# Saved data entries:
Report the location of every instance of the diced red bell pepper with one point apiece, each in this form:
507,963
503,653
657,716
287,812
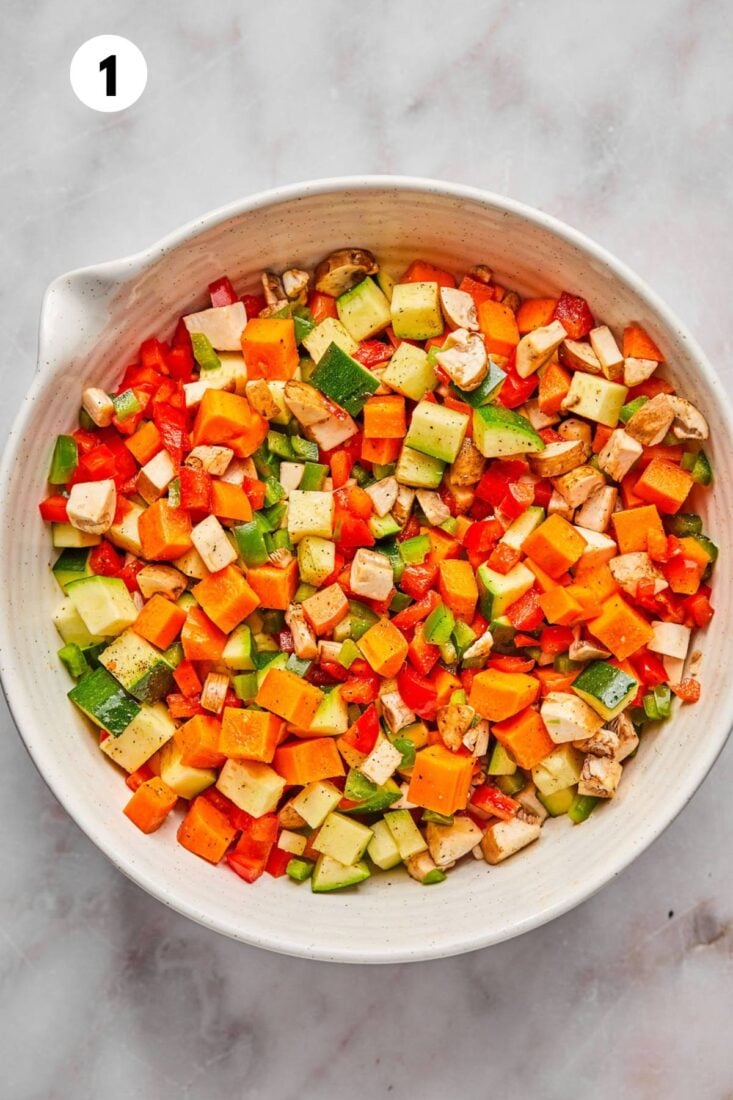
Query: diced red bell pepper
249,858
556,639
511,663
516,391
372,352
573,315
105,560
222,292
417,692
417,580
195,488
362,735
53,509
493,802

# THE TASK:
Rewrite the lines, replacing each "diced" with "chopped" and changing nothing else. Leave the picture out of your answer.

# THE SOLUTION:
Report the location of every instance of the chopped red bell pepper with one point apiece, each in this form:
507,963
503,653
657,716
287,812
Query: chopped red bell pepper
249,858
556,639
511,663
516,391
372,352
573,315
105,560
222,292
417,692
417,580
195,488
362,735
53,509
493,802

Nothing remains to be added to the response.